— Task goal —
Copy out every one of the rows below word for word, but drop the pictures.

** begin **

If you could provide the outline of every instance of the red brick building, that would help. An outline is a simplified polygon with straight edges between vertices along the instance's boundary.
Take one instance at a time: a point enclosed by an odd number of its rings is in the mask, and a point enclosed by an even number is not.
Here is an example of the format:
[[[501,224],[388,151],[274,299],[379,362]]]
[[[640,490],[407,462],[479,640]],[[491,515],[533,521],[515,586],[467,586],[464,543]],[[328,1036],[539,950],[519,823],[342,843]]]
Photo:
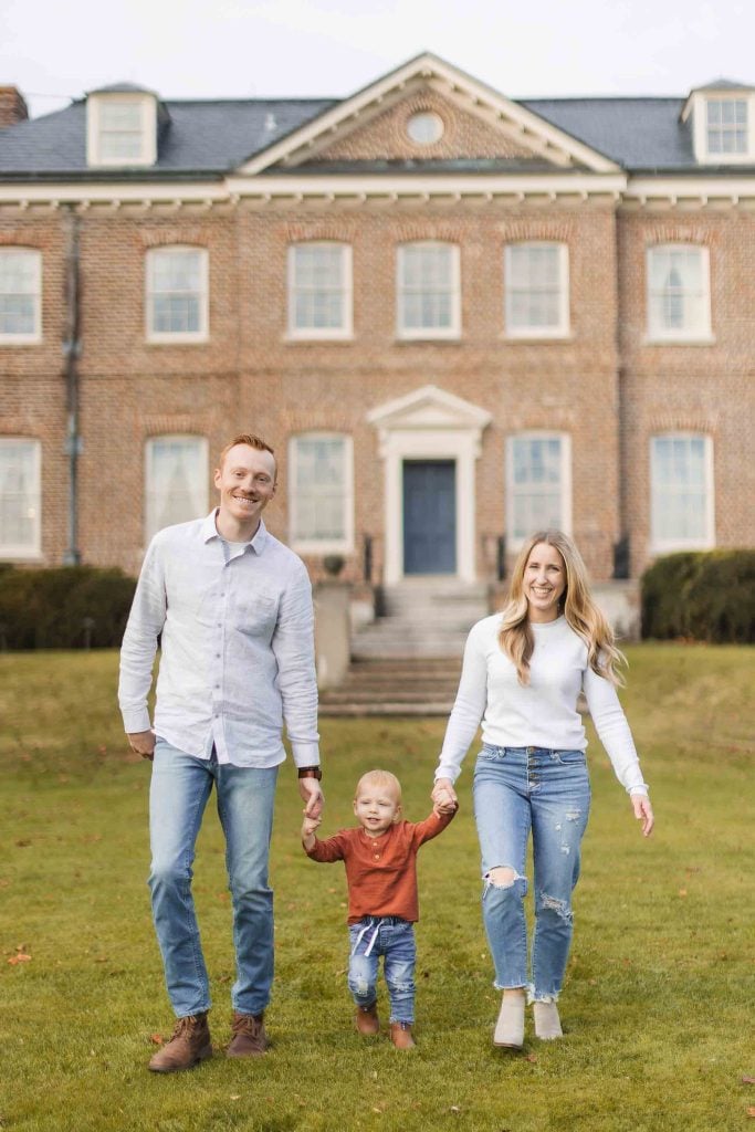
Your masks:
[[[136,572],[249,429],[314,573],[753,543],[755,88],[514,102],[422,55],[337,102],[5,87],[0,126],[0,559]]]

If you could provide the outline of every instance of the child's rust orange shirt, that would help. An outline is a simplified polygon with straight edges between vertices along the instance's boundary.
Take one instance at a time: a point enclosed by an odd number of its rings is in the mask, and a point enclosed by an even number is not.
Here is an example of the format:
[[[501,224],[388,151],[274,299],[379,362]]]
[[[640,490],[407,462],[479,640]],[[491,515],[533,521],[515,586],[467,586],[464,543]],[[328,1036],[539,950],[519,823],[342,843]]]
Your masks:
[[[435,813],[423,822],[397,822],[374,838],[362,826],[338,830],[332,838],[307,850],[312,860],[344,861],[349,885],[349,923],[366,916],[401,916],[419,919],[417,854],[421,844],[445,830],[453,814]]]

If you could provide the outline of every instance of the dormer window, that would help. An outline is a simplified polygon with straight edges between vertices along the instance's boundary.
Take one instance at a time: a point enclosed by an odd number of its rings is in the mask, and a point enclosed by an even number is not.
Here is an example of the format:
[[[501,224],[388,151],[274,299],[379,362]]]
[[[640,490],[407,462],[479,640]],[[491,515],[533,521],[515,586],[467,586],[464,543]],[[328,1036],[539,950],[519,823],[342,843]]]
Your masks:
[[[89,165],[154,165],[157,98],[148,91],[96,91],[87,97]]]
[[[707,152],[747,153],[747,102],[744,98],[707,98]]]
[[[755,164],[755,89],[720,80],[693,91],[681,112],[702,165]]]

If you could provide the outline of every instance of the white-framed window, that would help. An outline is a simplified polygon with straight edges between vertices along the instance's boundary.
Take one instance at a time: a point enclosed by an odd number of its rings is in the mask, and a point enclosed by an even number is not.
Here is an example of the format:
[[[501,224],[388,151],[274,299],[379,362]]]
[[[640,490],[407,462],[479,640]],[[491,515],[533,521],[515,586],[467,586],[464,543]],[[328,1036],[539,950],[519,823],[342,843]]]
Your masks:
[[[348,554],[354,542],[350,436],[302,432],[289,443],[291,544],[304,554]]]
[[[351,246],[331,241],[289,247],[289,337],[350,338]]]
[[[506,444],[506,535],[516,549],[534,531],[572,531],[572,438],[520,432]]]
[[[206,342],[208,255],[206,248],[152,248],[146,261],[148,342]]]
[[[504,292],[507,337],[565,337],[569,333],[568,246],[508,243],[504,250]]]
[[[700,432],[650,439],[651,548],[705,550],[715,544],[713,441]]]
[[[42,252],[0,248],[0,343],[42,341]]]
[[[157,100],[153,94],[102,93],[87,97],[89,165],[154,165]]]
[[[749,146],[748,104],[746,98],[705,100],[705,138],[707,152],[722,154],[747,153]]]
[[[0,437],[0,558],[38,558],[42,550],[42,447]]]
[[[406,122],[406,136],[417,145],[435,145],[445,134],[446,127],[440,114],[434,110],[420,110]]]
[[[207,514],[209,469],[203,436],[153,436],[145,447],[145,534]]]
[[[707,248],[661,243],[647,248],[647,337],[651,342],[710,342]]]
[[[398,246],[400,338],[457,338],[462,332],[458,247],[435,240]]]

** end **

— Task result —
If you could provide the outline of every instance of the red brick building, that would help. An outline is a simplified polygon with straight edges between vertices along the instance's boundary.
Take one instance at a time: a point enclosed by an odd number of its rings is in the mask, and a point enclosed by an even number is not.
Here is an example of the format:
[[[501,224],[388,151],[274,299],[379,362]]]
[[[640,490],[407,462],[479,640]],[[491,515],[533,521],[515,586],[467,586],[464,543]],[[328,1036],[539,950],[519,823],[342,843]]]
Photo:
Your masks:
[[[136,572],[249,429],[314,573],[753,543],[755,88],[514,102],[422,55],[337,102],[5,87],[0,126],[0,559]]]

If you could provide the outline of every instance of the child's rust orange shirt, that would help. An outline is a simplified polygon with straight edges between vertices along the instance's boundary.
Take one instance at a time: a point enclosed by an odd number of its rings is in the mask, and a point enclosed by an even number is not.
Here is an example of the format:
[[[501,224],[388,151],[274,299],[379,362]]]
[[[640,490],[407,462],[479,640]],[[491,515],[533,521],[515,586],[467,586],[464,543]],[[328,1036],[539,950],[519,823],[342,843]]]
Your masks:
[[[435,813],[423,822],[397,822],[374,838],[362,826],[338,830],[332,838],[307,850],[312,860],[344,861],[349,885],[349,923],[366,916],[401,916],[419,919],[417,854],[421,844],[445,830],[453,814]]]

If you could provide the outline of every instance of the dormer window, that would help. An outline is a simplified polygon with straight edges between vertices along the instance's boundary.
Take one instance at a time: a point enclosed by an odd number of its rings is in the mask, and a point enclosed by an even number is not.
Here is an example of the format:
[[[501,224],[388,151],[274,299],[379,362]]]
[[[640,490],[407,462],[479,640]],[[491,515],[533,521],[515,586],[467,586],[464,543]],[[328,1036],[539,950],[519,823],[342,843]]]
Your masks:
[[[89,165],[154,165],[157,98],[148,91],[96,91],[87,97]]]
[[[707,152],[747,153],[747,102],[744,98],[707,98]]]
[[[755,164],[755,89],[720,80],[693,91],[681,112],[702,165]]]

If you could provide the outline of every instance of the white-framed window, that would help. An outline is a simplified polygon with straight edges between vertices along the instance's boundary.
Take one instance at a time: a point enclosed by an odd number of its rings is in the mask, and a point enclosed by an even number is not.
Here is an example of the format:
[[[501,224],[388,151],[274,299],[379,362]]]
[[[640,490],[407,462],[479,640]],[[491,515],[533,521],[515,586],[467,586],[464,543]],[[328,1036],[539,950],[519,823],[342,843]]]
Your masks:
[[[348,554],[354,542],[350,436],[302,432],[289,443],[291,544],[304,554]]]
[[[351,246],[331,241],[289,247],[289,337],[350,338]]]
[[[506,444],[506,535],[516,549],[534,531],[572,531],[572,438],[520,432]]]
[[[206,342],[208,255],[206,248],[152,248],[146,261],[148,342]]]
[[[504,292],[507,337],[565,337],[569,333],[568,246],[508,243],[504,250]]]
[[[700,432],[650,439],[651,548],[705,550],[715,544],[713,441]]]
[[[42,252],[0,248],[0,343],[42,341]]]
[[[157,100],[153,94],[102,93],[87,97],[89,165],[154,165]]]
[[[749,146],[748,104],[746,98],[705,100],[705,138],[707,152],[722,154],[747,153]]]
[[[0,437],[0,558],[38,558],[42,550],[42,447]]]
[[[406,122],[406,136],[417,145],[435,145],[445,134],[446,127],[440,114],[434,110],[420,110]]]
[[[207,514],[209,469],[203,436],[153,436],[145,447],[145,534]]]
[[[707,248],[661,243],[647,248],[647,337],[651,342],[710,342]]]
[[[398,246],[400,338],[457,338],[462,332],[458,247],[435,240]]]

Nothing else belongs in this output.